» **What you will do**:
Return, unchanged, the part of the material that opens with the line containing "Find and mark spanish" and closes with the line containing "[508,436,551,488]". Include both of those lines.
********
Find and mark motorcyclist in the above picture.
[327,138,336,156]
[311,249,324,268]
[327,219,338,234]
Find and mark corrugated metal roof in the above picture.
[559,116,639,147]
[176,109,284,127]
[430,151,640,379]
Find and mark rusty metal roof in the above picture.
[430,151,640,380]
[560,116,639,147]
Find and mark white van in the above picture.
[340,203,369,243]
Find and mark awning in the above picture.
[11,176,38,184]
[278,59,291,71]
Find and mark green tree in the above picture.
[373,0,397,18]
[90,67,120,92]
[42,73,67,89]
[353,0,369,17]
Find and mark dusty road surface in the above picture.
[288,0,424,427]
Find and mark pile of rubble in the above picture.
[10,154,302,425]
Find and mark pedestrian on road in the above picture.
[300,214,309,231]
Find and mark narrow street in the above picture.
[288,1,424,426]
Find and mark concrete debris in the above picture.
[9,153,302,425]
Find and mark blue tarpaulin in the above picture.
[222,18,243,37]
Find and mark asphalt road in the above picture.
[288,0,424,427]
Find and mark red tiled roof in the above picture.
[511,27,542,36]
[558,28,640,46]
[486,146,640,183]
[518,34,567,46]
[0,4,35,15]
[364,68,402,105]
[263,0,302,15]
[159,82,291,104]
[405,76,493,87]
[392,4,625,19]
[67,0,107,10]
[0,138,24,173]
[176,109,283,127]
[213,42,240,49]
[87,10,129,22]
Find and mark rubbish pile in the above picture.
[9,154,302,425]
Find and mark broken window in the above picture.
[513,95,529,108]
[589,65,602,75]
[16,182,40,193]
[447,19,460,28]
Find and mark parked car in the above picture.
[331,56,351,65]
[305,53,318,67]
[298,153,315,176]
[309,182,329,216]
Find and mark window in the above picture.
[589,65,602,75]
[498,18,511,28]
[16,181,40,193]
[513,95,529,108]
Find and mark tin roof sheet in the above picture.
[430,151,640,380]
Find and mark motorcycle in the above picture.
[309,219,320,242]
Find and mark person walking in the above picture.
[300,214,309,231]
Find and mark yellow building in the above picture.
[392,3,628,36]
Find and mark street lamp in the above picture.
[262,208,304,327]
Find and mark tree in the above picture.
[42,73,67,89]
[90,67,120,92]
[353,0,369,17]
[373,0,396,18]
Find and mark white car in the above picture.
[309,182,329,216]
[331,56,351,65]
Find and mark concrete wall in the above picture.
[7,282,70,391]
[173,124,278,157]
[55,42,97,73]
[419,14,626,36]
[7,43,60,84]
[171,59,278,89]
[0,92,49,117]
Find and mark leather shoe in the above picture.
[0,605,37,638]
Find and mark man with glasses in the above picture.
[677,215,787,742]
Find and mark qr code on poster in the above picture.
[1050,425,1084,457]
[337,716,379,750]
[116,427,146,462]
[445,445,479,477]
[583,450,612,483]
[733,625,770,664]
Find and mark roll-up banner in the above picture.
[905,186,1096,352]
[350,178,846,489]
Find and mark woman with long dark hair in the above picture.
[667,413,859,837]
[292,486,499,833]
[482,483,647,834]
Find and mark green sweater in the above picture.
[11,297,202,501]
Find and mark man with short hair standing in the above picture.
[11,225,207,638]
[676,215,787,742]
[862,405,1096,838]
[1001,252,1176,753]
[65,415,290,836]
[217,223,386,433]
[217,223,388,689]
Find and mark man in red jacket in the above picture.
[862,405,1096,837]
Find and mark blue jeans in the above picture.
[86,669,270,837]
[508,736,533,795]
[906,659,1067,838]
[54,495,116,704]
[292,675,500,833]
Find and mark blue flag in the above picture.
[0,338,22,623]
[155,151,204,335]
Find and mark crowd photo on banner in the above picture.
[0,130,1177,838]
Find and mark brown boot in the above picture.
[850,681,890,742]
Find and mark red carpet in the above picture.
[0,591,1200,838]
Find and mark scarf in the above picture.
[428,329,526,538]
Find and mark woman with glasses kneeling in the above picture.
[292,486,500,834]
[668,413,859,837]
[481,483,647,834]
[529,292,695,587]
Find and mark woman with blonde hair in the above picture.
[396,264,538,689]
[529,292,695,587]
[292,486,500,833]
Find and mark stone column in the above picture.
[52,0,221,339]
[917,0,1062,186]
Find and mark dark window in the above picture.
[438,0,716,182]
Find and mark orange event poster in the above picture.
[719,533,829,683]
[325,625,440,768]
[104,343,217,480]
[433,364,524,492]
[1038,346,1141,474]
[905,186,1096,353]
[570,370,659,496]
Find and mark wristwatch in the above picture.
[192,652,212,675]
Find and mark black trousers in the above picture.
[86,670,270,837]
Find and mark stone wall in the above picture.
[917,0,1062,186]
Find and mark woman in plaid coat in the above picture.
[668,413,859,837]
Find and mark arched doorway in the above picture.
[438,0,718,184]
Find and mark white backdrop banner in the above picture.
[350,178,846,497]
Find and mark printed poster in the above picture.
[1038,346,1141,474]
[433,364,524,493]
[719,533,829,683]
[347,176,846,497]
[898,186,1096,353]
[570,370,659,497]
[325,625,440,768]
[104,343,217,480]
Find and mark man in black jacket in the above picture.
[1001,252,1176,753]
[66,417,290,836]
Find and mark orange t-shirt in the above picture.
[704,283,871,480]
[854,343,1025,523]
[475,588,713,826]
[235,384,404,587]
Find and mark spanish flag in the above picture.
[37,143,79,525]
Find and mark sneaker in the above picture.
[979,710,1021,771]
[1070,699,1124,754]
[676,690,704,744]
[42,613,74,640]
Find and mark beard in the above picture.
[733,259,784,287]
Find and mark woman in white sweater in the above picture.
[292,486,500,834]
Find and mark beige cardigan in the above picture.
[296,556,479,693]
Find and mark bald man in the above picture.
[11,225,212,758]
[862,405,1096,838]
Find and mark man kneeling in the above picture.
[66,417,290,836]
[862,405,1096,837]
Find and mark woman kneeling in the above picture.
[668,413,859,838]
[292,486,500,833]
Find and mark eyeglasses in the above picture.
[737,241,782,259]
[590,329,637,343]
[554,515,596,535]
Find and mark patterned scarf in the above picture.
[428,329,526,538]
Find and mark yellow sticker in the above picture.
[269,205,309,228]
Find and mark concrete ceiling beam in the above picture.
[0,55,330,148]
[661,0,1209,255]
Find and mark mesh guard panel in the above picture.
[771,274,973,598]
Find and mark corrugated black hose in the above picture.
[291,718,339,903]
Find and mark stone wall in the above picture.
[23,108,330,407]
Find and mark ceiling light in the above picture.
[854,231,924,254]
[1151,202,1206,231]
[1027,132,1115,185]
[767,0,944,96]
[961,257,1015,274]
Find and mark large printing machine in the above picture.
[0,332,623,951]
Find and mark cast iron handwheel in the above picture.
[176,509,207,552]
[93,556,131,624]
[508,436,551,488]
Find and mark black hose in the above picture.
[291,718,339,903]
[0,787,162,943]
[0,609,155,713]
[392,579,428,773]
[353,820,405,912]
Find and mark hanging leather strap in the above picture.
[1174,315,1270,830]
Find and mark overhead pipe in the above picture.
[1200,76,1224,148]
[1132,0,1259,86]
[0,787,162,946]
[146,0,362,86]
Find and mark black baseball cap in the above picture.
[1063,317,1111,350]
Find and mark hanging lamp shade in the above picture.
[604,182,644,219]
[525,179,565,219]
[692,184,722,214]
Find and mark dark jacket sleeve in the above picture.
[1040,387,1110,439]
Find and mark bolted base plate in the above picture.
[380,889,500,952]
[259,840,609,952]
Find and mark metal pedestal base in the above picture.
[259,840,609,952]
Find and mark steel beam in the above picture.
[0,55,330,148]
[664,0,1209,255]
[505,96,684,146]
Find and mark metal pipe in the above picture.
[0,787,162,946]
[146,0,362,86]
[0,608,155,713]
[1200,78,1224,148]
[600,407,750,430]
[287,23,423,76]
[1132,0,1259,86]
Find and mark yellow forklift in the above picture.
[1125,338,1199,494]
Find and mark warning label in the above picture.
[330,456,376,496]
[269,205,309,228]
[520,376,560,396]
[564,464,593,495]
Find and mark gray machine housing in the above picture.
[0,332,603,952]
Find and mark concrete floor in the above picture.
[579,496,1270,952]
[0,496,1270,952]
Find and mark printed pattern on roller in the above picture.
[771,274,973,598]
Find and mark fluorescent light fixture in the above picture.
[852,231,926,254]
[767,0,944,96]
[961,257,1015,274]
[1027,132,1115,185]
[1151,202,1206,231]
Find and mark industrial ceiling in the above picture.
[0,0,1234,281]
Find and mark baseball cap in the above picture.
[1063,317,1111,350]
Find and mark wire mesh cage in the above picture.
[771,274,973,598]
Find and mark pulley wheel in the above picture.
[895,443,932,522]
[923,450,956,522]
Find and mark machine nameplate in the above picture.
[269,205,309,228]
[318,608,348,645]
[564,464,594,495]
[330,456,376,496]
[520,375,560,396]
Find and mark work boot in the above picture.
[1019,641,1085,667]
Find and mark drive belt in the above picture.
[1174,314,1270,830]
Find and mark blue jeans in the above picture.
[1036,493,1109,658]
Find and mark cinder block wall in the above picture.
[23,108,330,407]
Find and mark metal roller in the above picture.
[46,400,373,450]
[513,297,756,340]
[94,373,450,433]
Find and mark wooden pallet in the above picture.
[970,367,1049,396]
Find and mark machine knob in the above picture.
********
» **Result**:
Find and mark spanish flag in the above picture.
[37,143,79,525]
Find and mark sneaker in the above picture.
[979,710,1021,771]
[1070,699,1124,754]
[676,690,704,744]
[42,613,74,640]
Find and mark beard in the above picture.
[733,259,784,287]
Find and mark woman in white sweater in the above picture.
[292,486,500,834]
Find and mark beige cardigan in the above picture.
[296,556,479,693]
Find and mark bald man in the above picture.
[11,225,212,758]
[862,405,1096,838]
Find and mark man kneeling in the above picture.
[66,417,290,836]
[862,405,1096,837]
Find and mark woman kneeling in the above picture.
[668,413,859,838]
[292,486,500,833]
Find and mark eyeglasses in the above picture.
[737,241,782,259]
[590,329,637,343]
[554,515,596,535]
Find and mark patterned scarf in the above picture.
[428,329,526,538]
Find and mark yellow sticker in the above picture.
[269,205,309,228]
Find and mark concrete ceiling beam in the above picture.
[0,55,330,148]
[661,0,1209,255]
Find and mark mesh guard panel in the above picture.
[771,274,973,598]
Find and mark corrugated black hose in the above picture.
[291,718,339,903]
Find and mark stone wall in the above picture.
[23,108,330,407]
Find and mark ceiling light in the above picture.
[854,231,924,254]
[1151,202,1206,231]
[1027,132,1115,185]
[767,0,944,96]
[961,257,1015,274]
Find and mark large printing machine in the above picture.
[0,332,623,951]
Find and mark cast iron handwheel in the above picture.
[176,509,207,552]
[93,556,131,624]
[508,436,551,488]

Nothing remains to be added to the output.